◆ TASK OBJECTIVE
Check each statement against the passage on western water pipelines below. Answer yes or no, and quote the words of the passage that decide it. 1. The Lake Powell Pipeline is planned to run 140 miles. 2. The infrastructure bill sets aside $1 billion for tribal water rights settlements. 3. Los Angeles pushed into the Owens Valley in the 1930s.

◆ PASSAGE TO READ
>>

Government agencies, wildcat entrepreneurs, and city utilities are among those vying to pump and pipe water across vast distances — potentially at great economic and environmental cost. Even as critics question the suitability of the water transfers in a new climate era, supporters in California, Colorado, New Mexico, Utah, the federal government, Indian tribes, and other states are prepared to spend billions on water-supply pipelines.
Lake Powell Pipeline map via the Washington County Water Conservancy District, October 25, 2020.
The pipelines range in length from several dozen miles to several hundred and the largest are intended to transport tens of millions of gallons per day. Among these is the 140-mile Lake Powell Pipeline, a roughly $2 billion project that aims to deliver 86,000 acre-feet (28 billion gallons) each year to Washington County, in Utah’s southwest corner.
Not all the projects are cut from the same cloth. Because of the daunting expense, lengthy permitting process, and legal battles, projects with federal backing have a leg up. The infrastructure bill signed by President Joe Biden last November includes $1 billion for rural water supply projects in the western states. Many of these projects, including one in progress in eastern New Mexico, were authorized more than a decade ago.
The infrastructure bill also includes $2.5 billion for tribal water rights settlements, which typically include a water-supply component. The Navajo-Gallup water pipeline, now under construction in northwest New Mexico to supply the Navajo Nation, Jicarilla Apache Tribe, and the city of Gallup, is part of the San Juan River water rights settlement.
Owens Valley
The current batch of pipeline proposals traces its lineage to a century of engineering and building mammoth water supply projects that ushered in the modern era of the American West. State and federal canals snake the length of California. Los Angeles bullied its way into the Owens Valley in the 1910s, eventually siphoning the valley’s water through an aqueduct. A few years later, San Francisco reached into Hetch Hetchy Valley for a reservoir and pipeline. The Central Arizona Project, which broke ground in the 1970s, was built to lift 1.5 million acre-feet of water — almost 500 billion gallons a year — more than a half mile in elevation along its 336-mile course to supply Phoenix and Tucson. In Colorado, at least 11 major projects pierce the Rockies, transferring water to the high-growth Front Range. States west of the 100th meridian would not have been able to attract millions of residents or develop their commercial and agricultural sectors without these water projects.
As the region’s climate becomes drier, more diversions are being proposed despite the economic and climate risks. Large-scale engineering retains its appeal and pipeline options are doggedly pursued by state and local agencies, and a band of self-styled water entrepreneurs.

<<

◆ DATA EXCERPT
>>

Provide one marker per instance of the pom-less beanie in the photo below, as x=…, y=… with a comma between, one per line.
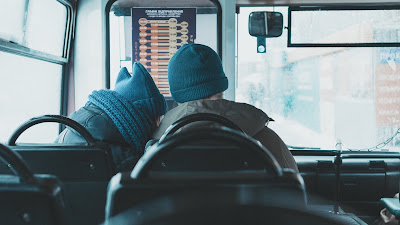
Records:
x=133, y=105
x=195, y=72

<<

◆ RESPONSE
1. Yes: "the 140-mile Lake Powell Pipeline"
2. No: "The infrastructure bill also includes $2.5 billion for tribal water rights settlements"
3. No: "Los Angeles bullied its way into the Owens Valley in the 1910s"